WHAT NEEDS TO BE DONE
Format the lines between the one holding "Could you please outline every instance of the white" and the one holding "M 149 136 L", inclusive, as a Markdown table with the columns Row and Text, giving each line's number under Row and the line under Text. Leave out blank lines.
════════════════════
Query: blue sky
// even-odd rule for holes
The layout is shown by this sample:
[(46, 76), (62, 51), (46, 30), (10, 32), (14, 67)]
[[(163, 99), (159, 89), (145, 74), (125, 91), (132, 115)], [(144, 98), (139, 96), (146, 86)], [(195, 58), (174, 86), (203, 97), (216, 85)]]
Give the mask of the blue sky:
════════════════════
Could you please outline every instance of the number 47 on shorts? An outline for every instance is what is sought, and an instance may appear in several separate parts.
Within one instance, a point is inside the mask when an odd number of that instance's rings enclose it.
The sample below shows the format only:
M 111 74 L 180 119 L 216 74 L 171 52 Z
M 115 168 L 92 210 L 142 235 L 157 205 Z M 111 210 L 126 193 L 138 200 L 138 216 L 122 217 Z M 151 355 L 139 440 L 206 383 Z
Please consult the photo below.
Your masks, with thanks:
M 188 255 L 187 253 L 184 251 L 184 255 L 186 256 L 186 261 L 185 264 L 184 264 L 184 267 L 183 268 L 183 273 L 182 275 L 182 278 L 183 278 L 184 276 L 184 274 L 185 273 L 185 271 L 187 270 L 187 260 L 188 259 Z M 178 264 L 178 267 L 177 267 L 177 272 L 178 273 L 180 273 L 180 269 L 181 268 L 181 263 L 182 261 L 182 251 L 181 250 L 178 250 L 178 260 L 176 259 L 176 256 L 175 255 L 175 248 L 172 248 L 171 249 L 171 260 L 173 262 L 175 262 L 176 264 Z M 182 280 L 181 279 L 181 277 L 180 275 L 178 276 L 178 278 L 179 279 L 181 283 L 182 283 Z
════════════════════
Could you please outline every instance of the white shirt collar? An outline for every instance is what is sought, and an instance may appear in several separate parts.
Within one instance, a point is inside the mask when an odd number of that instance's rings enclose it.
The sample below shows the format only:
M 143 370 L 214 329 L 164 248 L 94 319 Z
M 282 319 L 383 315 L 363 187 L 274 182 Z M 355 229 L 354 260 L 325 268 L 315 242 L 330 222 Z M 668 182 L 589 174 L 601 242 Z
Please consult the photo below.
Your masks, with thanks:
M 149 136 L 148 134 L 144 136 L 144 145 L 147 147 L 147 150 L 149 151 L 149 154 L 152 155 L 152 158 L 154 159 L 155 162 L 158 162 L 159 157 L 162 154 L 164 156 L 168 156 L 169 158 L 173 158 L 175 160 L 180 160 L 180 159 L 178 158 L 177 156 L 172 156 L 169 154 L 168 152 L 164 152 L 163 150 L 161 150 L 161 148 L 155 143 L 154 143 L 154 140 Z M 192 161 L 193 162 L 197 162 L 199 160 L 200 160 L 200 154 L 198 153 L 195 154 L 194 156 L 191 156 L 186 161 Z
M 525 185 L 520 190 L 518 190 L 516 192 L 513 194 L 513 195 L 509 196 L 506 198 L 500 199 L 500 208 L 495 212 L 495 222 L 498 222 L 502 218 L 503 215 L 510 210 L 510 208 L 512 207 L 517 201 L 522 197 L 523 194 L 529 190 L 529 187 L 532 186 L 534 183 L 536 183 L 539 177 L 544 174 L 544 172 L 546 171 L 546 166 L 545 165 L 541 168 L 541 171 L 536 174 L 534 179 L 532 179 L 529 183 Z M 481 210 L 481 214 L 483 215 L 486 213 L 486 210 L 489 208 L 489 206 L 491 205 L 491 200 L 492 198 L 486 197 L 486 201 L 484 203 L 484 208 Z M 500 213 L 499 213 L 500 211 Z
════════════════════
EXERCISE SOLUTION
| Row | Text |
|---|---|
| 1 | Could you please outline every instance of the white shirt collar? An outline for every instance is what is sought, and an instance may appear in several separate parts. |
| 2 | Within one instance, a point is inside the mask when an odd number of that instance's rings enclose it. |
| 3 | The sample below shows the format only: |
| 4 | M 143 370 L 214 329 L 164 248 L 94 319 Z |
| 5 | M 282 319 L 383 315 L 363 187 L 274 182 Z M 355 229 L 354 260 L 325 268 L 315 242 L 330 222 Z M 668 182 L 589 174 L 601 242 Z |
| 6 | Please consult the photo below. |
| 7 | Your masks, with thanks: |
| 8 | M 149 136 L 148 134 L 144 136 L 144 145 L 147 147 L 147 150 L 149 151 L 149 154 L 152 155 L 152 158 L 154 159 L 155 162 L 158 162 L 159 157 L 162 154 L 164 156 L 168 156 L 169 158 L 173 158 L 175 160 L 180 160 L 180 159 L 178 158 L 177 156 L 172 156 L 169 154 L 168 152 L 164 152 L 163 150 L 161 150 L 161 148 L 155 143 L 154 143 L 154 140 Z M 192 161 L 193 162 L 197 162 L 199 160 L 200 160 L 200 154 L 198 153 L 195 154 L 194 156 L 191 156 L 186 161 Z |